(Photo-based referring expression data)
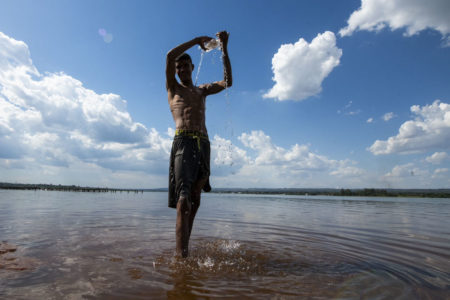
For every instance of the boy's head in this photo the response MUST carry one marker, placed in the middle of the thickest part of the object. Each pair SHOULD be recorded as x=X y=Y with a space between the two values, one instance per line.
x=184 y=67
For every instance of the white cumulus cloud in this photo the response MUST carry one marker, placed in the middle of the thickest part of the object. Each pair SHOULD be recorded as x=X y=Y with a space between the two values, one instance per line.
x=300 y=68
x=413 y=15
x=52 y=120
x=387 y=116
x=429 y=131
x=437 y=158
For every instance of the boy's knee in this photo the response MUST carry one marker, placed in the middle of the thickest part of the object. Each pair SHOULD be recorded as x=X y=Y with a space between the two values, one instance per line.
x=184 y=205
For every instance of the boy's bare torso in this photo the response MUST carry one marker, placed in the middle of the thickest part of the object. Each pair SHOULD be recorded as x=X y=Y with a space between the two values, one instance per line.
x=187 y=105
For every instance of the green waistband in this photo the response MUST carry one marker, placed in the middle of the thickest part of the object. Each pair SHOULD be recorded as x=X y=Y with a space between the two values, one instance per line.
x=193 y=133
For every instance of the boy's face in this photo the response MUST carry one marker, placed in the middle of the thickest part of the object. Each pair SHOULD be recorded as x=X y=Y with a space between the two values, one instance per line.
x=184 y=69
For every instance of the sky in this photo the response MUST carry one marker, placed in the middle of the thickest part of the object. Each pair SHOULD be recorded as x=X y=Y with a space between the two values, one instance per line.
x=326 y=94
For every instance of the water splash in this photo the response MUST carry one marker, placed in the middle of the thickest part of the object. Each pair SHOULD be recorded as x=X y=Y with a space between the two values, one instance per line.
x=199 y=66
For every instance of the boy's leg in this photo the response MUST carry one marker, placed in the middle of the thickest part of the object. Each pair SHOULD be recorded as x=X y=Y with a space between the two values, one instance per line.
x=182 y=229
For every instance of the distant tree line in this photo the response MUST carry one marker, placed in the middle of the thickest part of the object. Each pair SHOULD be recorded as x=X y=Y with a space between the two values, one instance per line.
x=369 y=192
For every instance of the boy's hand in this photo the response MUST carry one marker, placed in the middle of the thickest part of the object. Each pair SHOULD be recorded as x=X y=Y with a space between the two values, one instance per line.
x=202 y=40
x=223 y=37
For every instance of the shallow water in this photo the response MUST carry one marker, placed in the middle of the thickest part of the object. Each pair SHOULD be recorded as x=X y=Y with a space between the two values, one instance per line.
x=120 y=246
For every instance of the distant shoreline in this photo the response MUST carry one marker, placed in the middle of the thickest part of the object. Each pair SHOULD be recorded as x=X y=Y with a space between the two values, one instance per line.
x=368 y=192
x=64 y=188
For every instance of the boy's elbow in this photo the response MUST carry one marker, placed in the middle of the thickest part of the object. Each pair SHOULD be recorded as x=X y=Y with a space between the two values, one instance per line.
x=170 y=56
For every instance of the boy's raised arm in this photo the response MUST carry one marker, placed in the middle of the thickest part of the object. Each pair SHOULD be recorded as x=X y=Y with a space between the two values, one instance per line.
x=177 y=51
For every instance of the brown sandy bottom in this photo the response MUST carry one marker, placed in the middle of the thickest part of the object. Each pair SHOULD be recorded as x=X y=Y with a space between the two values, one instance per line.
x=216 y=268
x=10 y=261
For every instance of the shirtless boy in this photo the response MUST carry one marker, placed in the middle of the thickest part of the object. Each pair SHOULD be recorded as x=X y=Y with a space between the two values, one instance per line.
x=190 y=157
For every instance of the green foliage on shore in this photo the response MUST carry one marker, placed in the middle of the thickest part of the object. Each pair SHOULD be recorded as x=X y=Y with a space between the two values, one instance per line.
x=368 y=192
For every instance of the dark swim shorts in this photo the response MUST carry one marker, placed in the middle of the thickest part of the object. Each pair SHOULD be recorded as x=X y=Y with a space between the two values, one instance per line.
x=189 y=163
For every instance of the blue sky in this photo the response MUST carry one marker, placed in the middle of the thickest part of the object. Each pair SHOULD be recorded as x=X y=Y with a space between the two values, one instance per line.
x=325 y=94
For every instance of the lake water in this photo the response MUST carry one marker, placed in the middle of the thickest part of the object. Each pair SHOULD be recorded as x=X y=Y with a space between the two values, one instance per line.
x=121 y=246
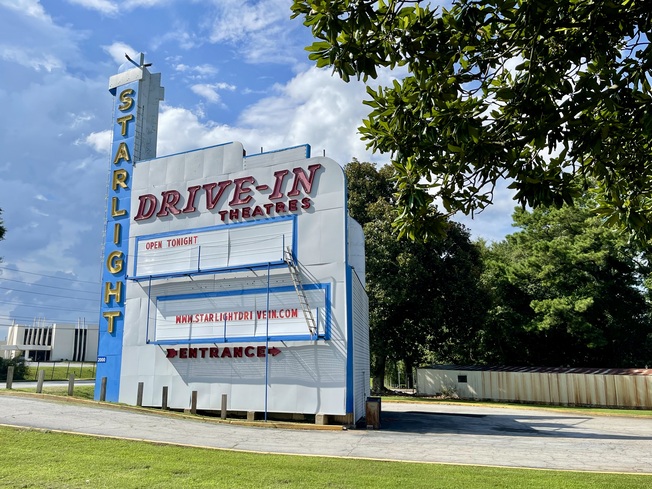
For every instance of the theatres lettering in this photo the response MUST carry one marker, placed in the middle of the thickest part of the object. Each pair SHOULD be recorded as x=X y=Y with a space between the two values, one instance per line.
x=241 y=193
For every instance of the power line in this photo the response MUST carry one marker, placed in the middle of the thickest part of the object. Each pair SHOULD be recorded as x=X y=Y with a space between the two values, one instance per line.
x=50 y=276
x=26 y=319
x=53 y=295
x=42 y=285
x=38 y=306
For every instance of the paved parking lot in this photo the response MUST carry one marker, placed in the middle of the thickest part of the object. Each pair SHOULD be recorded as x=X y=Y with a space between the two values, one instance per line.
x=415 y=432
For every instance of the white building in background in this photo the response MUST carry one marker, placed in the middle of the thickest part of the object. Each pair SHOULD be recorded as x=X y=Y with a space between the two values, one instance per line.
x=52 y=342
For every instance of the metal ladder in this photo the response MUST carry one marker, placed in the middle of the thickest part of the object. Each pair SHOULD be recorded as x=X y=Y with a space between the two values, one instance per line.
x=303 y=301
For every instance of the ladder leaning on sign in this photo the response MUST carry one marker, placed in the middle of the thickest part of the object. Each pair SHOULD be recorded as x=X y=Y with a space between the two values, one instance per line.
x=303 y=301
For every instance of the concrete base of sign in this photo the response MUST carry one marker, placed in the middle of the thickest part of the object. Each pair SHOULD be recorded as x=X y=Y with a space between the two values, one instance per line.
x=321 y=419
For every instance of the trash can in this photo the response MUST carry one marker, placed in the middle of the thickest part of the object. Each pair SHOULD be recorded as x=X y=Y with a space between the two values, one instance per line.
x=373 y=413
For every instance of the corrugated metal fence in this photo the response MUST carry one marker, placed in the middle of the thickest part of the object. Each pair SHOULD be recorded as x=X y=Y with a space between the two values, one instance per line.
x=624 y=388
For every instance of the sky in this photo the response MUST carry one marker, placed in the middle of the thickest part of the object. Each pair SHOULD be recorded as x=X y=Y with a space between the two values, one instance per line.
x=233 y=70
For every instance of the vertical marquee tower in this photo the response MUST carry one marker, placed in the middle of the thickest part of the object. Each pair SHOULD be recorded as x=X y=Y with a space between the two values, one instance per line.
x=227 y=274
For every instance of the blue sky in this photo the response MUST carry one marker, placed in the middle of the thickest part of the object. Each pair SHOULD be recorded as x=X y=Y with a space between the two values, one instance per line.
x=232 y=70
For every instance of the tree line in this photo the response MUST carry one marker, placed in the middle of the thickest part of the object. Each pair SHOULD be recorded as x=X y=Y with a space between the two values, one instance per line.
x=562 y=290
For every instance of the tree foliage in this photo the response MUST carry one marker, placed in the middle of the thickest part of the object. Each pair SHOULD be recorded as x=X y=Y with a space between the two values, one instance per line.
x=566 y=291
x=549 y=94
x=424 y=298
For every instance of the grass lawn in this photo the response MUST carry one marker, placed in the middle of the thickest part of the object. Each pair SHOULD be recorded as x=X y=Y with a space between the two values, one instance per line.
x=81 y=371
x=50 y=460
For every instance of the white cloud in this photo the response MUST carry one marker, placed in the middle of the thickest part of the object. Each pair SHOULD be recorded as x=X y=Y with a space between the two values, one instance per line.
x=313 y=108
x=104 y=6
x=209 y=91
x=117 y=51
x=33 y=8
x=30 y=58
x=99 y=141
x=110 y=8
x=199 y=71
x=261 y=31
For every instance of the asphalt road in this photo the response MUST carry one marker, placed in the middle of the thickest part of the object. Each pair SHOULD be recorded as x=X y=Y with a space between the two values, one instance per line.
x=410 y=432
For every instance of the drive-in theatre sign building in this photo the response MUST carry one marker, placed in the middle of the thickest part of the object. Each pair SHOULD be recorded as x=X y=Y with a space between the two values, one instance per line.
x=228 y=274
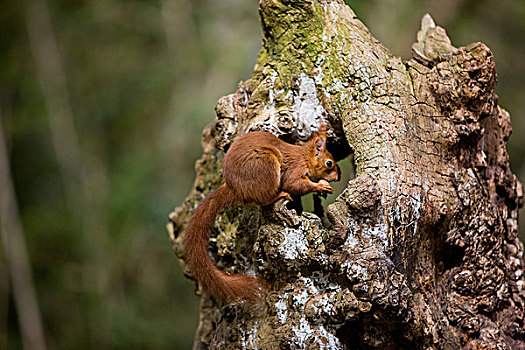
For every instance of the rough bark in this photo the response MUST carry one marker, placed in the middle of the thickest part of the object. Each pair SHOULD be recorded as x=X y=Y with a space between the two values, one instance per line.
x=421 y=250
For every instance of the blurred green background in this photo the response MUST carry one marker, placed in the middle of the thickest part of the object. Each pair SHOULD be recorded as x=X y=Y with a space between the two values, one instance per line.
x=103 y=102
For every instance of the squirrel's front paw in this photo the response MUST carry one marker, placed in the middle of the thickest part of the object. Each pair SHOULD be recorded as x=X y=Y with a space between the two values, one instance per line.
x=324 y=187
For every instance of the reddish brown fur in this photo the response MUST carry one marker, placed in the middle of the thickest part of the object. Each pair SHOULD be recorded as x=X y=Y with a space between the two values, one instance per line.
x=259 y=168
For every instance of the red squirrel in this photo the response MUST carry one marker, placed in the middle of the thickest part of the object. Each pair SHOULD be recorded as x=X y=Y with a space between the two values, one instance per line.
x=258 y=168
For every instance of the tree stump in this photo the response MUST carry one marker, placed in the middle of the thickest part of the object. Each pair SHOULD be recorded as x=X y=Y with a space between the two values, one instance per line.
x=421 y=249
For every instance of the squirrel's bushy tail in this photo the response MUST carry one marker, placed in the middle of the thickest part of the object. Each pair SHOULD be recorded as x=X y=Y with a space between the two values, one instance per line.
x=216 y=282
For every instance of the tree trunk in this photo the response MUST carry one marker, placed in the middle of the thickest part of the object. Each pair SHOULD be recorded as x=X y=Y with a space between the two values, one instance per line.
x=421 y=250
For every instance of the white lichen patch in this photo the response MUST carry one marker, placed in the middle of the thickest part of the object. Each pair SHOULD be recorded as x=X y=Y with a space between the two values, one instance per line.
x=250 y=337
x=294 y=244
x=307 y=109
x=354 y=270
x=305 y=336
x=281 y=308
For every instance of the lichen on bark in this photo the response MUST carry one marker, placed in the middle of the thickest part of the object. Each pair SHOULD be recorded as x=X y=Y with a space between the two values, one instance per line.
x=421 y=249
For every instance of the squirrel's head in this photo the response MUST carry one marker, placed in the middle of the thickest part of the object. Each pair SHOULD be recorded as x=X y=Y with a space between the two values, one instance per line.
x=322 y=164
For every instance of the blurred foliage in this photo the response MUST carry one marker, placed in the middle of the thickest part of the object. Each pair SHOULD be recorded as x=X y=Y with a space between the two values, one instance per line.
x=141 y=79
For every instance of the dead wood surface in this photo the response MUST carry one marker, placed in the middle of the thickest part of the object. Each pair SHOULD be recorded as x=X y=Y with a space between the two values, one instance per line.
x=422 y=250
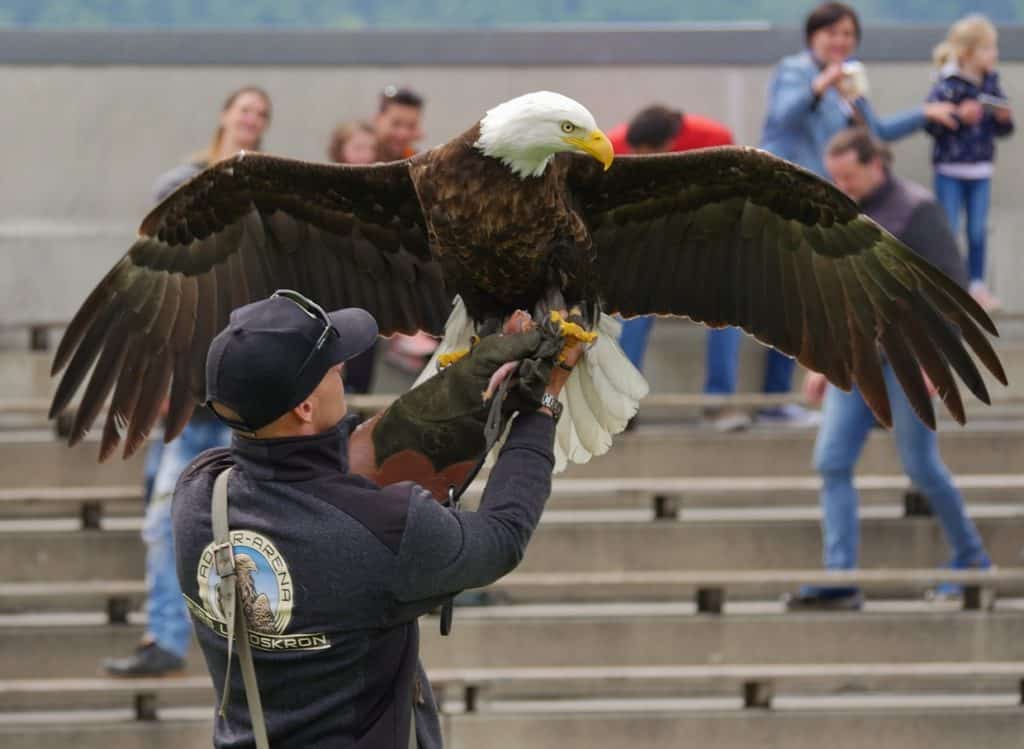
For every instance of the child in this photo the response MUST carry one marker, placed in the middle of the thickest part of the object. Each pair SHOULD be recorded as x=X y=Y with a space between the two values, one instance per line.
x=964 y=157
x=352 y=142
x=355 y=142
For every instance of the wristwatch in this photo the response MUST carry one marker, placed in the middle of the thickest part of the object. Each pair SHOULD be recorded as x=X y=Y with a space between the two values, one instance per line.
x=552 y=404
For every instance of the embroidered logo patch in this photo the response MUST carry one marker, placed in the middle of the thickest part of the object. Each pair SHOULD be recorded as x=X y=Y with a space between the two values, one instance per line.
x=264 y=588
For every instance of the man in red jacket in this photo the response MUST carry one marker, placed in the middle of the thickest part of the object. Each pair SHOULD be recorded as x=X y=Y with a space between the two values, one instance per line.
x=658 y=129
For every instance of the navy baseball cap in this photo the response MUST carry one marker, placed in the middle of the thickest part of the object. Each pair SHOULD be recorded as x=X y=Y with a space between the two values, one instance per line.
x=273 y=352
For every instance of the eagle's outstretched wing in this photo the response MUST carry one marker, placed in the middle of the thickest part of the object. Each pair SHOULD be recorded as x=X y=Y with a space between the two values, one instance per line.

REQUIRED ACTION
Where a line contains "For every instance of the child", begin there and output each line through the end of the data above, exactly; give no other lines.

YOUR RESPONSE
For every instance of the child in this photo the response MUST carry one marker, placed in the middle of the thickest part of the object. Each pair SHOULD be recorded as x=X y=Y with a space between the two values, one instance per line.
x=964 y=157
x=352 y=142
x=355 y=142
For every instance of the wristwatch in this photo the response MUST carry one marker, placed in the middle of the thickest part of the object. Each pair SHOULD be recorded as x=X y=Y with a space between the two values, one instance per line.
x=552 y=404
For every instance of the embroidered logo patch in this photo the response MUST carry one marker, placed in the middle of the thickest part of the object. Each pair SHOULD be recorded as x=X y=Y with a space between the two values, one instance per line.
x=264 y=588
For every instance of the man in red jacket in this photo the response MUST carry one marker, placed in the middle of the thickest part of the object. Each pair SHOULD be recorded as x=X y=Y with a space between the two values, one instance per line.
x=658 y=129
For every instance of the navy baseball cap in this photo the response MUST carry one marker, placed in the middle of the thickest part of the object. Each pair SHOULD be recorded as x=X y=Y with a space between the two values, one instance per line.
x=273 y=352
For every instance of the eagle's outstretched wing in this photo the response MUST carry one marker, placed in the middle of the thickest part of the object. Each pair SHOULD be recorded as x=X y=Y with a space between the two values, one instance per line.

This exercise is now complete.